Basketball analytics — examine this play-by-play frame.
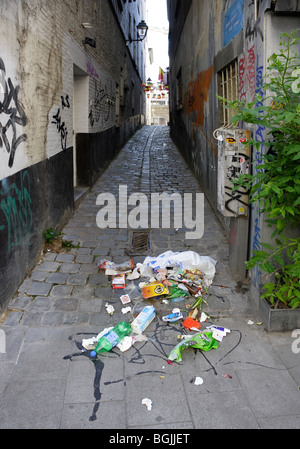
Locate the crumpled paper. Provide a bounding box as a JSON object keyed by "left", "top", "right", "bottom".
{"left": 142, "top": 398, "right": 152, "bottom": 411}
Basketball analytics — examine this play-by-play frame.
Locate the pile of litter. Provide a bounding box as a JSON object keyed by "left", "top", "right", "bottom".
{"left": 98, "top": 250, "right": 216, "bottom": 301}
{"left": 82, "top": 250, "right": 230, "bottom": 359}
{"left": 79, "top": 250, "right": 240, "bottom": 412}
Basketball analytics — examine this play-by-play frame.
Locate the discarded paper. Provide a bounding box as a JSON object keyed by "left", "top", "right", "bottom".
{"left": 142, "top": 398, "right": 152, "bottom": 411}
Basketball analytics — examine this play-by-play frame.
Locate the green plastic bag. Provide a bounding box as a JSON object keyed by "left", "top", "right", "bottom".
{"left": 167, "top": 285, "right": 190, "bottom": 299}
{"left": 168, "top": 331, "right": 218, "bottom": 362}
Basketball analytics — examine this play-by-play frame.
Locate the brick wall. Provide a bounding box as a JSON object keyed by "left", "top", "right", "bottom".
{"left": 0, "top": 0, "right": 146, "bottom": 312}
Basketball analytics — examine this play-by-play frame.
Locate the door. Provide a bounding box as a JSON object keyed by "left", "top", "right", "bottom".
{"left": 73, "top": 64, "right": 89, "bottom": 187}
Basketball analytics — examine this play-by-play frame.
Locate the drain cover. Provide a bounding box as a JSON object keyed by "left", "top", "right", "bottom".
{"left": 129, "top": 230, "right": 151, "bottom": 255}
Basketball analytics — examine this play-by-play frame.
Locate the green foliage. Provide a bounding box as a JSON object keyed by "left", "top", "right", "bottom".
{"left": 219, "top": 31, "right": 300, "bottom": 309}
{"left": 247, "top": 237, "right": 300, "bottom": 309}
{"left": 43, "top": 228, "right": 63, "bottom": 244}
{"left": 43, "top": 227, "right": 80, "bottom": 250}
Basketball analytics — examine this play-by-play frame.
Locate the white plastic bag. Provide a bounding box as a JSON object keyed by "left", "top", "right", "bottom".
{"left": 143, "top": 251, "right": 217, "bottom": 285}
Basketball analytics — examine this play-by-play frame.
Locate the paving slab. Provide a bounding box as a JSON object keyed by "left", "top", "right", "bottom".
{"left": 0, "top": 126, "right": 299, "bottom": 430}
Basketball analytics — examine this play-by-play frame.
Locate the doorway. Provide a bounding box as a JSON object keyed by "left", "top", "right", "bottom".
{"left": 73, "top": 64, "right": 89, "bottom": 188}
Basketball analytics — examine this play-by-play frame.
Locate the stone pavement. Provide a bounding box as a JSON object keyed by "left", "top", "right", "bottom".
{"left": 0, "top": 126, "right": 299, "bottom": 430}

--- --- ---

Line for line, retype the material exactly, omitting any pictures.

▶ _Answer section_:
Basketball analytics — examine this play-by-play frame.
Locate the crumpled paper. Provide a bounding box as a JSON object keyed by "left", "top", "right", "bottom".
{"left": 142, "top": 398, "right": 152, "bottom": 411}
Basketball analytics — examine this play-by-play frame.
Locate the pile of litter. Provide a bounding box as a JSON object keyed by "left", "top", "right", "bottom".
{"left": 98, "top": 250, "right": 216, "bottom": 301}
{"left": 82, "top": 250, "right": 230, "bottom": 359}
{"left": 79, "top": 250, "right": 240, "bottom": 412}
Basketball analytics — examine this play-by-play frame.
Locate the discarded paper. Provide a bounding box as a JSON object keyed by "left", "top", "right", "bottom".
{"left": 142, "top": 398, "right": 152, "bottom": 411}
Basketball analytics — examine this play-by-play frame.
Locate the green plastic bag. Provide a bounding box as a JSON object keyed by "left", "top", "right", "bottom".
{"left": 167, "top": 285, "right": 190, "bottom": 299}
{"left": 168, "top": 331, "right": 218, "bottom": 362}
Basketball analytics — examine this play-by-play frame.
Locate the brick wall. Provide a bounding box as a JSON object keyed by "left", "top", "right", "bottom".
{"left": 0, "top": 0, "right": 146, "bottom": 312}
Basketball analytics — examine this play-by-play frame.
Locate the door. Provide a bounding box as a JSON object keyed by "left", "top", "right", "bottom".
{"left": 73, "top": 64, "right": 89, "bottom": 187}
Basketball analytics — examine this play-by-play frame.
Locate the drain cover. Provide a bounding box as a JSON object keyed by "left", "top", "right", "bottom".
{"left": 129, "top": 230, "right": 151, "bottom": 255}
Basketball analytics — examine this play-by-play frame.
Locate the green foliage. Provide a bounding box as a JSON object keyed by "left", "top", "right", "bottom".
{"left": 219, "top": 31, "right": 300, "bottom": 309}
{"left": 247, "top": 237, "right": 300, "bottom": 309}
{"left": 43, "top": 228, "right": 63, "bottom": 244}
{"left": 43, "top": 227, "right": 80, "bottom": 250}
Basketball analytics — examine this play-by-play frame.
Locate the white plastic bag. Provide a bounding box as a JSON object keyed by "left", "top", "right", "bottom".
{"left": 143, "top": 251, "right": 217, "bottom": 285}
Basketball analytics — examine this play-by-play frame.
Locate the paving slab. Provide a bounding box as a JSON object keyed by "left", "top", "right", "bottom".
{"left": 0, "top": 126, "right": 299, "bottom": 430}
Basketball analytics — examine this play-by-play frame.
Locate the doorway. Provide a bounding box as a JSON object keyed by "left", "top", "right", "bottom".
{"left": 73, "top": 64, "right": 89, "bottom": 188}
Basketball analytics — examine this play-by-play frame.
Locate the stone pavement. Provide a bounding box as a JSON object keyed by "left", "top", "right", "bottom".
{"left": 0, "top": 126, "right": 299, "bottom": 430}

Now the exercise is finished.